→ EXERCISE GOAL
Reproduce the complete listing without any deviation.

(Coordinate annotation records)
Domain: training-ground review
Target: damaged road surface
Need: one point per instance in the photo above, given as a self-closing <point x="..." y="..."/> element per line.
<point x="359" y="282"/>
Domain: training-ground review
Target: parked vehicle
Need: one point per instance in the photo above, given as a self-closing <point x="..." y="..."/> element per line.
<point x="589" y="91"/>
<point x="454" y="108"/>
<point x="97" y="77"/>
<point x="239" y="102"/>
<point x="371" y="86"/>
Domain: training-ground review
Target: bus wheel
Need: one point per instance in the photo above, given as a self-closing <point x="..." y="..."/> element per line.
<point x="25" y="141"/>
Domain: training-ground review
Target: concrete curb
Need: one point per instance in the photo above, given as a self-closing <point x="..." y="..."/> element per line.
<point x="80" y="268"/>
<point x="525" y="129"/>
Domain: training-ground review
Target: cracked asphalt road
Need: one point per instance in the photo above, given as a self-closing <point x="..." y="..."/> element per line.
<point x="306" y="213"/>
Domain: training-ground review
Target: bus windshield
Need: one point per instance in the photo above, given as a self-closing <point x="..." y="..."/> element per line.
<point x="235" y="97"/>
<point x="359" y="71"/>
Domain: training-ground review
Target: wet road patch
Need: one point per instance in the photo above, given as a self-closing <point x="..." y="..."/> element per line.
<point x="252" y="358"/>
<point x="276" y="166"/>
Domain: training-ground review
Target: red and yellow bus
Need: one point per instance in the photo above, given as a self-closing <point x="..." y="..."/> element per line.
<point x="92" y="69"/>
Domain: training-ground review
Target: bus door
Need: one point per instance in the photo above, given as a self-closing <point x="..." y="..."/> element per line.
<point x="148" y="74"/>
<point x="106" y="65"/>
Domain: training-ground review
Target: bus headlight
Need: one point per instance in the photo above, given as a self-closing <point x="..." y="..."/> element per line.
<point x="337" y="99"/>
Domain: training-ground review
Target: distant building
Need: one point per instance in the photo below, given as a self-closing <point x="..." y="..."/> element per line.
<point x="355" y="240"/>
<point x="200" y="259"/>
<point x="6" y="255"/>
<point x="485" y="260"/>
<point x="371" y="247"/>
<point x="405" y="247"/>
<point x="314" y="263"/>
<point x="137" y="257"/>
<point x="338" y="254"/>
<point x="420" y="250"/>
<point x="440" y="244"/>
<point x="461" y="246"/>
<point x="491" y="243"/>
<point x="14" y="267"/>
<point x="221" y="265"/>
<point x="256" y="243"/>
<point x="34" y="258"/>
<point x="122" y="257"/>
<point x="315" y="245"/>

→ ANSWER TO THIS PROBLEM
Domain: training-ground review
Target: damaged road surface
Need: one point per instance in the photo above, given as a self-closing <point x="..." y="..."/> element per line.
<point x="359" y="282"/>
Domain: training-ground review
Target: parked vehicle
Need: one point per instance in the photo above, given as a self-closing <point x="..." y="..."/> element per line.
<point x="589" y="91"/>
<point x="454" y="108"/>
<point x="97" y="77"/>
<point x="239" y="102"/>
<point x="371" y="86"/>
Domain: training-ground review
Target: bus wheel
Need: one point per instance in the photo above, given as a self-closing <point x="..." y="..."/> element per line.
<point x="25" y="141"/>
Domain: training-ground review
Target: concrete curb
Need: one point per instance in the photo above, given as a self-closing <point x="..." y="..."/> element per line.
<point x="80" y="268"/>
<point x="525" y="129"/>
Domain: training-ground review
Target: cracked asphalt road
Need: one point per instance in the photo above, given as a self-closing <point x="..." y="..."/> element per line.
<point x="306" y="213"/>
Domain: training-ground review
Target: bus windshield
Need: one point per instance in the photo above, given as a self-closing <point x="..." y="..."/> element per line.
<point x="235" y="97"/>
<point x="359" y="71"/>
Domain: training-ground review
Target: wet road patch
Need: one point per instance in the photo above, given as a self-closing <point x="..." y="..."/> element per line.
<point x="252" y="358"/>
<point x="276" y="166"/>
Domain: training-ground review
Target: red and yellow bus
Need: one point per instance in the photo above, given as a self-closing <point x="..." y="..."/> element per line.
<point x="92" y="69"/>
Domain: training-ground review
Target: bus door
Need: one point per instance in the photo above, given as a self-closing <point x="..." y="..."/> element per line.
<point x="148" y="74"/>
<point x="106" y="65"/>
Domain: training-ground review
Target: bus headlight
Need: one point per instance in the photo above, given as a self-closing <point x="..." y="..."/> element per line.
<point x="337" y="99"/>
Domain: training-ground review
Target: distant building
Need: one point per instance in the photo below, given as a self-closing <point x="..." y="..."/> element per line.
<point x="355" y="240"/>
<point x="200" y="259"/>
<point x="6" y="255"/>
<point x="485" y="260"/>
<point x="371" y="247"/>
<point x="405" y="247"/>
<point x="314" y="263"/>
<point x="137" y="257"/>
<point x="338" y="254"/>
<point x="420" y="250"/>
<point x="440" y="244"/>
<point x="461" y="246"/>
<point x="491" y="243"/>
<point x="14" y="267"/>
<point x="221" y="265"/>
<point x="256" y="243"/>
<point x="34" y="258"/>
<point x="122" y="257"/>
<point x="315" y="245"/>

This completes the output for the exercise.